Problem to work on - Starting at the line that has "find concrete pyramid" and continuing through the end of the items, copy those lines again, but swap "dark jacket" for "black coat" and leave everything else the same.

Task input -

——

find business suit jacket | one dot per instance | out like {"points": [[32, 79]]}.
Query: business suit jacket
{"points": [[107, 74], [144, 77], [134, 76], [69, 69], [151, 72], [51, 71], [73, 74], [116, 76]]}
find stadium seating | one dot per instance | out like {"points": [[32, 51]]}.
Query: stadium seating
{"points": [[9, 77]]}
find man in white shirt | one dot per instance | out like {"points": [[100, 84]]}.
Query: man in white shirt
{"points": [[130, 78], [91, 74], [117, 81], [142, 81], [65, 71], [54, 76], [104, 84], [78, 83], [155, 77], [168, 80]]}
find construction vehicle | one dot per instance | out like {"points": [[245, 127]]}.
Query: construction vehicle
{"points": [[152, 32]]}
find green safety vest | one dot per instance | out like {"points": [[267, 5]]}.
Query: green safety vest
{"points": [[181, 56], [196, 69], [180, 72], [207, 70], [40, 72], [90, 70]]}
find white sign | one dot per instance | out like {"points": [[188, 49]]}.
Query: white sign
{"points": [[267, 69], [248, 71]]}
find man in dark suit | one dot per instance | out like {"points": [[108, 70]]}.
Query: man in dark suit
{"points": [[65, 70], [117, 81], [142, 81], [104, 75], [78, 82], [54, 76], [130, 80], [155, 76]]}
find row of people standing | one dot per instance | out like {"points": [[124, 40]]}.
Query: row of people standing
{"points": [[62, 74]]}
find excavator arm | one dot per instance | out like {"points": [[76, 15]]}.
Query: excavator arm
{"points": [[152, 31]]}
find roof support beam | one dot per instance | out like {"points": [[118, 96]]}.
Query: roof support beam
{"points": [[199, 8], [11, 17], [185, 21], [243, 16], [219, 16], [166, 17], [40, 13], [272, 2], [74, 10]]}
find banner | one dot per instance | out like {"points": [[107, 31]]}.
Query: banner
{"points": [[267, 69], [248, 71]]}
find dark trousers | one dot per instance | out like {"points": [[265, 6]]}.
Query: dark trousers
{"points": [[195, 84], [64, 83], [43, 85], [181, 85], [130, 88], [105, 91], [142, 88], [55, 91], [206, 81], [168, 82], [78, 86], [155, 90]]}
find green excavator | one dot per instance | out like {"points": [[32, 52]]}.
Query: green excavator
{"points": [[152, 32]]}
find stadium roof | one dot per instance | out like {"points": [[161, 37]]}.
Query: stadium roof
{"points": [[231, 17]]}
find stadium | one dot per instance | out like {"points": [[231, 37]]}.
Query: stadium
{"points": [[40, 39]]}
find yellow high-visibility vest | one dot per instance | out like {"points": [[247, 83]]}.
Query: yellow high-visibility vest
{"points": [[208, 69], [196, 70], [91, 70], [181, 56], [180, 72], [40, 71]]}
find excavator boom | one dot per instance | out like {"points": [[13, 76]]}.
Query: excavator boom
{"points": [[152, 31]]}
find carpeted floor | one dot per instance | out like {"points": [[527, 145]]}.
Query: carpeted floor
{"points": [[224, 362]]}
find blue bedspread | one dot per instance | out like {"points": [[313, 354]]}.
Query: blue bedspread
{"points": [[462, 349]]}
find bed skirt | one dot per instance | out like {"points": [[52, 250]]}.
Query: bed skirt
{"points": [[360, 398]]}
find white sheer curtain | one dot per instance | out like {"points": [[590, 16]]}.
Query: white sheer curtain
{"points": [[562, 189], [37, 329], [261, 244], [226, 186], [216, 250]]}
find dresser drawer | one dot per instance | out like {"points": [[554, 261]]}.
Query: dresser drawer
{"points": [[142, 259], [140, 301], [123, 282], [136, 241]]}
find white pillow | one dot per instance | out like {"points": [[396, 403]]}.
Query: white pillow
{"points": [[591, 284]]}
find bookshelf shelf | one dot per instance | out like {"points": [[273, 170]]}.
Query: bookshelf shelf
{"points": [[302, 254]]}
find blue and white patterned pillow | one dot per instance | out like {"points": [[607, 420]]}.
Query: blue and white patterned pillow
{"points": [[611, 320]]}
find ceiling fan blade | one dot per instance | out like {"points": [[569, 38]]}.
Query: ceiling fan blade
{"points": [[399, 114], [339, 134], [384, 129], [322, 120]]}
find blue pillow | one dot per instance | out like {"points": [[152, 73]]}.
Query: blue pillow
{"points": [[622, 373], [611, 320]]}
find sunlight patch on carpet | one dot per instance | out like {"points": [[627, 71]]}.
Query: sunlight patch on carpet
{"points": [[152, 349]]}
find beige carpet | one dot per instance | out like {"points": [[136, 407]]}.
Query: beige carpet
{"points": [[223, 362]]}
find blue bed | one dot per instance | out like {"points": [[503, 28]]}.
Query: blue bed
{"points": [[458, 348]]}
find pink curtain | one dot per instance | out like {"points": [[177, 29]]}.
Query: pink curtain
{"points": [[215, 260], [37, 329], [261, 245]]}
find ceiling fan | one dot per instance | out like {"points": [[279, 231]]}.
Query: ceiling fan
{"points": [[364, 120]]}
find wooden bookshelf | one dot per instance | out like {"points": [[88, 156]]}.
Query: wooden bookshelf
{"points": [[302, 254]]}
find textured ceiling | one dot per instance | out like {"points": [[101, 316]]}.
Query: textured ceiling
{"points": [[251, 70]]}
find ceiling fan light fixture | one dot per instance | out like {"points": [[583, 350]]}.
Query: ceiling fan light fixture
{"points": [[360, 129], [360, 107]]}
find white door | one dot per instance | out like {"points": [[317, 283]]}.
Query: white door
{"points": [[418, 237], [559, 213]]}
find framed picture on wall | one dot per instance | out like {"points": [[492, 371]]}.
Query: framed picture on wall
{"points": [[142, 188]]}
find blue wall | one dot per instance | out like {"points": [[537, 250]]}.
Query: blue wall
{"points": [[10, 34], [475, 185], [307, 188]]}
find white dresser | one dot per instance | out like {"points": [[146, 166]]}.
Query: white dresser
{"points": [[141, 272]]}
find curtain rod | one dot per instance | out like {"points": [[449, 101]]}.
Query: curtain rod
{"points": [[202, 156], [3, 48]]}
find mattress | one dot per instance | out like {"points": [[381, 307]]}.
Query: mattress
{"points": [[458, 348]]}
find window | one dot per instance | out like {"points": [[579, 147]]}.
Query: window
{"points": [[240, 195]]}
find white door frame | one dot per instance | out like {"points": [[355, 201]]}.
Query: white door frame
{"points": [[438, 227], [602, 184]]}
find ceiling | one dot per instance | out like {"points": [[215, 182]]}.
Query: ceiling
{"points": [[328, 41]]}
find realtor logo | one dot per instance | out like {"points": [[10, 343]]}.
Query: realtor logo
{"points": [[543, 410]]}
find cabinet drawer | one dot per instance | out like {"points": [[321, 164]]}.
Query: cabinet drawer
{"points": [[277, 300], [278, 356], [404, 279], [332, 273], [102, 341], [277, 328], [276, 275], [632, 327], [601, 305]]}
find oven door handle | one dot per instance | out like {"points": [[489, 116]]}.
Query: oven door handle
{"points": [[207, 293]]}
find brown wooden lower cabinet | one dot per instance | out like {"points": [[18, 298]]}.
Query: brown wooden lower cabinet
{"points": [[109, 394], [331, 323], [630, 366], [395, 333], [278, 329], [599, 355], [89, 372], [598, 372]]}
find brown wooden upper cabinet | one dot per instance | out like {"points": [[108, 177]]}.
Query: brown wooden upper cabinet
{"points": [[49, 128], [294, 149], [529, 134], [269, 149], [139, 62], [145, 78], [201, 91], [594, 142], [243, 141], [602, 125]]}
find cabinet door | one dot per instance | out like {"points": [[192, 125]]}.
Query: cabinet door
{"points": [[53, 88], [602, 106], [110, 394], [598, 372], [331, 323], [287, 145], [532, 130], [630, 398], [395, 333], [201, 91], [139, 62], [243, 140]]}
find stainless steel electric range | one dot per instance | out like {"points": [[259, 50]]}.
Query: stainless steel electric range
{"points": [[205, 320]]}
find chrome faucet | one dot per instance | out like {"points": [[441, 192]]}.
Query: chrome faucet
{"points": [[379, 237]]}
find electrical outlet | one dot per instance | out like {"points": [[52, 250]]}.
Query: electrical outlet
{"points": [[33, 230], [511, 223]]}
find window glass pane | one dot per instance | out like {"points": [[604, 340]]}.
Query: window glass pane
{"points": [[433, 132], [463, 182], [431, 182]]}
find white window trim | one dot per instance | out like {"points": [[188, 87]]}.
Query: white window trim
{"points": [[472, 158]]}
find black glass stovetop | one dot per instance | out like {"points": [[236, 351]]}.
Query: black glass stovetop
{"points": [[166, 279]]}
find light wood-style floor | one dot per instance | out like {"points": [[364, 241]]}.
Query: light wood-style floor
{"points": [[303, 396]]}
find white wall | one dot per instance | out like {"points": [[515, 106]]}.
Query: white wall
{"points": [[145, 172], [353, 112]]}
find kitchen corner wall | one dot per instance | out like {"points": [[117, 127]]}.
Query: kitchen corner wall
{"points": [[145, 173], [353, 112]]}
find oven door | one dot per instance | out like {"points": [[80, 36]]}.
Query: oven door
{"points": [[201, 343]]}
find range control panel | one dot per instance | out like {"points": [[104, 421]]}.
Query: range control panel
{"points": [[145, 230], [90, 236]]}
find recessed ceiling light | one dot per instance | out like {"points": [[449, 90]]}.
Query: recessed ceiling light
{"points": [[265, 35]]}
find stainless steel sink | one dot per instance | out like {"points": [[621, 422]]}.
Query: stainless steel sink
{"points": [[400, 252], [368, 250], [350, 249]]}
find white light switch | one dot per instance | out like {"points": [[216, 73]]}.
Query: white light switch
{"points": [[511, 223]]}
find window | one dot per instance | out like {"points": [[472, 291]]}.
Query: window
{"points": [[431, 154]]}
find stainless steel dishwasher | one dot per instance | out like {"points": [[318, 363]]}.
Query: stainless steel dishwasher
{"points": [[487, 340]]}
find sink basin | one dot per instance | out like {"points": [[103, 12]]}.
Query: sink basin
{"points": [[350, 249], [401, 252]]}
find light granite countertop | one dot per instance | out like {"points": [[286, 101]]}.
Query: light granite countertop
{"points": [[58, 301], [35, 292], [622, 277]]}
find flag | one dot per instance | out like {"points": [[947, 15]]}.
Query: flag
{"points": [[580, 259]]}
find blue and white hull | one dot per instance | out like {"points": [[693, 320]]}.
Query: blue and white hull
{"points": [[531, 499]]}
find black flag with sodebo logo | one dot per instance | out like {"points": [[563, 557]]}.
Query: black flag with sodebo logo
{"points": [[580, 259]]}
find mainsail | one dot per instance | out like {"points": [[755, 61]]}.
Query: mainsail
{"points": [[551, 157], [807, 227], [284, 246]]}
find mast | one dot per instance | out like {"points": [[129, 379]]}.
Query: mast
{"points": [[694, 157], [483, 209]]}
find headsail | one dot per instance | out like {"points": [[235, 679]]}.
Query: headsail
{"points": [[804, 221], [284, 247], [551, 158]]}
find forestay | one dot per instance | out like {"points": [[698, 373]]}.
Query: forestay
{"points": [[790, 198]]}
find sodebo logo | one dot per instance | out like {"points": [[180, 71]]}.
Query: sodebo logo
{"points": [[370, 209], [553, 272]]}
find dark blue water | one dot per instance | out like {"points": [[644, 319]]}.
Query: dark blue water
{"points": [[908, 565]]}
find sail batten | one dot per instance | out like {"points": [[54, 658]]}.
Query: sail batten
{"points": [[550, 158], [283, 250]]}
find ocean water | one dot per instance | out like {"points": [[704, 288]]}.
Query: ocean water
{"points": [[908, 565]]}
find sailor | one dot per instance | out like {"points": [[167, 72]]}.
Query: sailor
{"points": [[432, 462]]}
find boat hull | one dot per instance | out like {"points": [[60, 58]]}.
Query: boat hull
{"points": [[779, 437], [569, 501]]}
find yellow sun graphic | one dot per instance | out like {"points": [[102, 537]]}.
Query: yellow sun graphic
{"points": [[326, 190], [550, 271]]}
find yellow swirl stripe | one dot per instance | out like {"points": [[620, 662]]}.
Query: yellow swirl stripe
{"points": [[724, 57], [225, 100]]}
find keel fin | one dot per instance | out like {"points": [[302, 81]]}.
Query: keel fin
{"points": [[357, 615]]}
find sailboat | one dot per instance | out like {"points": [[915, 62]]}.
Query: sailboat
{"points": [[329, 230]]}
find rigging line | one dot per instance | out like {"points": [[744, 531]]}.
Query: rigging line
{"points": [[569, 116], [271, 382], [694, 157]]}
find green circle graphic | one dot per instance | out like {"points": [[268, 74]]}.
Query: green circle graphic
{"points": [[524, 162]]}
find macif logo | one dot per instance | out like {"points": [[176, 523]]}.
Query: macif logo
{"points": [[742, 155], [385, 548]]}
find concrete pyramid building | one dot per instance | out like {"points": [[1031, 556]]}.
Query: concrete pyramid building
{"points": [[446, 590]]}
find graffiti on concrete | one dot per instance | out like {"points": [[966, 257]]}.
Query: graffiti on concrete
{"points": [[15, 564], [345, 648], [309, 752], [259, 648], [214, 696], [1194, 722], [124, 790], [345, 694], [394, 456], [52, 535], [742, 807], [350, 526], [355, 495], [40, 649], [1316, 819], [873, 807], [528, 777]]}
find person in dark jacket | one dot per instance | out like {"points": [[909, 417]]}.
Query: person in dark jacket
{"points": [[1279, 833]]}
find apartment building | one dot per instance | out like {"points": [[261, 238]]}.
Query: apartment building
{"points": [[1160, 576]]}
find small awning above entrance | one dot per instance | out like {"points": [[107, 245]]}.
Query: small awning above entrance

——

Full answer -
find concrete pyramid building | one dot per instance | out like {"points": [[1031, 556]]}.
Query: concrete pyramid building
{"points": [[446, 590]]}
find graffiti on concrete | one dot per instance | out like {"points": [[966, 257]]}.
Query: graffiti on concrete
{"points": [[15, 564], [345, 648], [309, 752], [259, 648], [214, 696], [1194, 722], [124, 790], [345, 694], [394, 456], [52, 535], [742, 807], [350, 526], [355, 495], [40, 649], [1316, 819], [873, 807], [528, 777]]}
find person in black coat | one dot per instance | out like {"points": [[909, 417]]}.
Query: person in black coat
{"points": [[1279, 833]]}
find apartment building | one dot per instance | out like {"points": [[261, 238]]}.
Query: apartment building
{"points": [[1160, 576]]}
find small awning above entrance | one dot per instance | out like {"points": [[107, 245]]}.
Query: small awning above entrance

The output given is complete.